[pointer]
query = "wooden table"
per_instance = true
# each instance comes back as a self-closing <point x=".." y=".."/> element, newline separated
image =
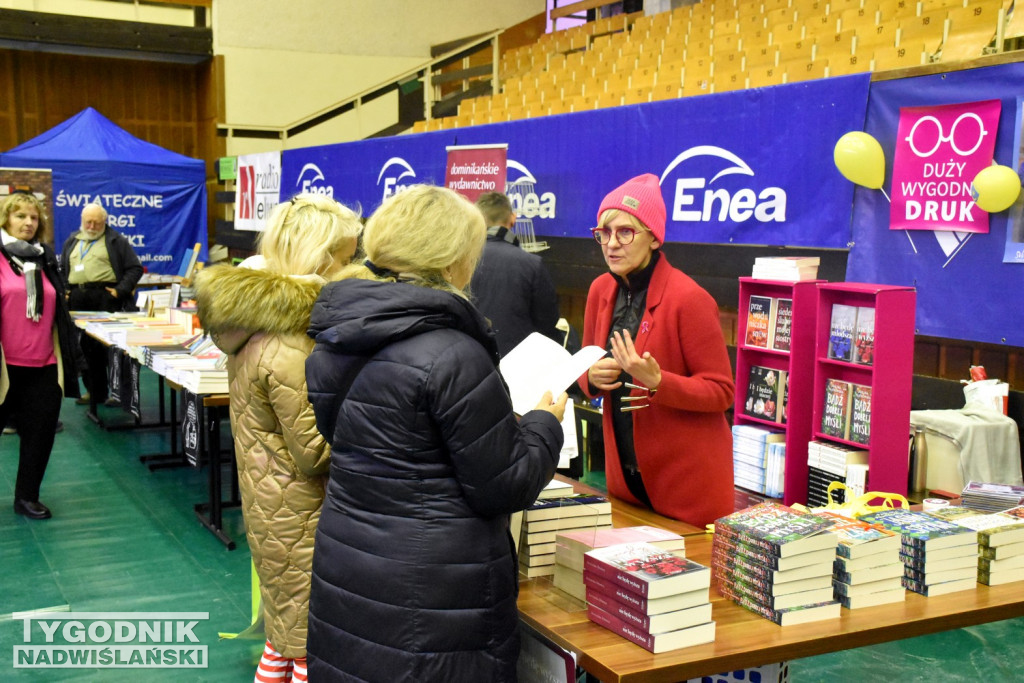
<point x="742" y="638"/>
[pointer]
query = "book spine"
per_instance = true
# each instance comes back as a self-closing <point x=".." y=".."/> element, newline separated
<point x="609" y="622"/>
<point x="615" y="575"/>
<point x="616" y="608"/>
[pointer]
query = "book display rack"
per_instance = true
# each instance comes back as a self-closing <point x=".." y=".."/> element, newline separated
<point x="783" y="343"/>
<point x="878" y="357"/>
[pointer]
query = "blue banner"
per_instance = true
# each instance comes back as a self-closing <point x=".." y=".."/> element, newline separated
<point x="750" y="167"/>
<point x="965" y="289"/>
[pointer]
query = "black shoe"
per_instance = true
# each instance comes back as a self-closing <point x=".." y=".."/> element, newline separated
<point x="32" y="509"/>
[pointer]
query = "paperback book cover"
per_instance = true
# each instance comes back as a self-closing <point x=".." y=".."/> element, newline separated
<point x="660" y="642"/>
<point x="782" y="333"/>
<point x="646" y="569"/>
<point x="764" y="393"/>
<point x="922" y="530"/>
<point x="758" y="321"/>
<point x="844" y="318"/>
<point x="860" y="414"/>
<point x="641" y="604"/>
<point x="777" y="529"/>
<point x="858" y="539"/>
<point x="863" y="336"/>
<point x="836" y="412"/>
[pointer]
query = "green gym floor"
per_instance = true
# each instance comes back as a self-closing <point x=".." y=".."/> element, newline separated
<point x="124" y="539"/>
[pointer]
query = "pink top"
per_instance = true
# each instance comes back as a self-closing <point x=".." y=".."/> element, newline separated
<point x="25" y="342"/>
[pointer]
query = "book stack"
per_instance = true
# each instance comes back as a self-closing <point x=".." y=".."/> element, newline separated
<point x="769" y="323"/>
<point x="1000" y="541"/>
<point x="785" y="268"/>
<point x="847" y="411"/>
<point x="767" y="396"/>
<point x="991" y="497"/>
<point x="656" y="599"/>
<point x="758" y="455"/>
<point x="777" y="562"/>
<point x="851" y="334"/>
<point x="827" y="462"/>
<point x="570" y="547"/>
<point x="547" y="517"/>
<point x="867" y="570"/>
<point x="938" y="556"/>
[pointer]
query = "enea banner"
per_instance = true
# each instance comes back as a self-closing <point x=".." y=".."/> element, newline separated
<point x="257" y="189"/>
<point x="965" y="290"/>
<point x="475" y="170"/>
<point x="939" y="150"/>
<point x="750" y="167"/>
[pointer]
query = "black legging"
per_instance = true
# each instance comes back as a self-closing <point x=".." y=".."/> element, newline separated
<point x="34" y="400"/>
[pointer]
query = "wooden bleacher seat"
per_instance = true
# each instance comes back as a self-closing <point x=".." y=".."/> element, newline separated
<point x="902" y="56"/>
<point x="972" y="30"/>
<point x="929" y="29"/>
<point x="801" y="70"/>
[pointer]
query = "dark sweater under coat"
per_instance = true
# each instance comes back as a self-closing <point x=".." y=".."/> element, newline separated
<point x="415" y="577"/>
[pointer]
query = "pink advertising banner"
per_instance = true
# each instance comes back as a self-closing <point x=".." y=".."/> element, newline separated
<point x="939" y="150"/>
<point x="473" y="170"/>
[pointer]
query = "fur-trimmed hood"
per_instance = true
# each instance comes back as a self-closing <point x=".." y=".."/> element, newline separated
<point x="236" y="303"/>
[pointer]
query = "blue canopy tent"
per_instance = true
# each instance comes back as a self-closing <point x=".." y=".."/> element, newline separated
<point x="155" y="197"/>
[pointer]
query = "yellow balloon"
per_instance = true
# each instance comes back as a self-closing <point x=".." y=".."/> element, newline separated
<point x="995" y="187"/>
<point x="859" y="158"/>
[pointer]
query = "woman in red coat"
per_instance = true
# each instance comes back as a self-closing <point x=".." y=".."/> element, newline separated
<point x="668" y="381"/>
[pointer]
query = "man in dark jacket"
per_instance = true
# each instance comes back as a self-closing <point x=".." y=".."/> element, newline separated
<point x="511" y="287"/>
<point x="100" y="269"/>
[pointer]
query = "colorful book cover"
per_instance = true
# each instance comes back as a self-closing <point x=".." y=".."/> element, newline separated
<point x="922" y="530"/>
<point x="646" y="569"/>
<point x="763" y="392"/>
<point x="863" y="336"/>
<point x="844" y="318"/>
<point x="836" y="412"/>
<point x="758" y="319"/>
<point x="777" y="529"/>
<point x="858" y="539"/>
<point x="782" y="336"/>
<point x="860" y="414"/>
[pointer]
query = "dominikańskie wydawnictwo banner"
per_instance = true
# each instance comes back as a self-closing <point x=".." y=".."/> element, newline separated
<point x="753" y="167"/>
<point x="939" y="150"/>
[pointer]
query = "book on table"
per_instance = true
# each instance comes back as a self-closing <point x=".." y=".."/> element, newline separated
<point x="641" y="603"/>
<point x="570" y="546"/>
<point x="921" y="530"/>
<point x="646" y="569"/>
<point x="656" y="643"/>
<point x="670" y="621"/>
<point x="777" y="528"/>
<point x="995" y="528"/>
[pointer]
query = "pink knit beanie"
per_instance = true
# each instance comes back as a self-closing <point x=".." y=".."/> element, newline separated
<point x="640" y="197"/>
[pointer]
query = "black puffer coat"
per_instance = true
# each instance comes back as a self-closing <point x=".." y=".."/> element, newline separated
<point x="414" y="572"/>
※ ※ ※
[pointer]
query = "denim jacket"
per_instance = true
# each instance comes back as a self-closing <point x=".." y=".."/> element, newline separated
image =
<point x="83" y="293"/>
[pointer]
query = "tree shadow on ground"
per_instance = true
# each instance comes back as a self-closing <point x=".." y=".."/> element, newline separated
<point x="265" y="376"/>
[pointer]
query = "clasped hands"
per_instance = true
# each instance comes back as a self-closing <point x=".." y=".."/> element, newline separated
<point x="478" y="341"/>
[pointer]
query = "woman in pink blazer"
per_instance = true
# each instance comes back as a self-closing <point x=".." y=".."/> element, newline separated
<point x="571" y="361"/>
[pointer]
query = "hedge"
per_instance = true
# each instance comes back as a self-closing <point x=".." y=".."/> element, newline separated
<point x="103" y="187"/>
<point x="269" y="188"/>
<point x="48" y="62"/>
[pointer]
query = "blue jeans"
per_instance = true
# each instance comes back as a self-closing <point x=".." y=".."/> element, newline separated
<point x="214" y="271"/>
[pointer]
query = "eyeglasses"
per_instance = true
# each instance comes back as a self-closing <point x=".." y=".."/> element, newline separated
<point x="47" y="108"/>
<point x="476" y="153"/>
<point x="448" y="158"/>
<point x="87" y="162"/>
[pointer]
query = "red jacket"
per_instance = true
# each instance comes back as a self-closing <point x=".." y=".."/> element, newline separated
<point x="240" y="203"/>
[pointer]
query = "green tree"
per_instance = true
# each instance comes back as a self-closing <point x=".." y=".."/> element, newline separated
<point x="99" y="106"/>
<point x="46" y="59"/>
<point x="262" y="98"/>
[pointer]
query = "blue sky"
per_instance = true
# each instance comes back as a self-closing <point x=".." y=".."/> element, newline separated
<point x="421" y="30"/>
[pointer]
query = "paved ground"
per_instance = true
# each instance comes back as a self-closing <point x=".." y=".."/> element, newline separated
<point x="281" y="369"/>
※ ※ ※
• [WRITTEN REQUEST]
Gather every line in the records above that contains the word "tree", copying each line in full. Case counts when matching.

• [FINAL RESULT]
query = "tree shadow on ground"
query = "green tree"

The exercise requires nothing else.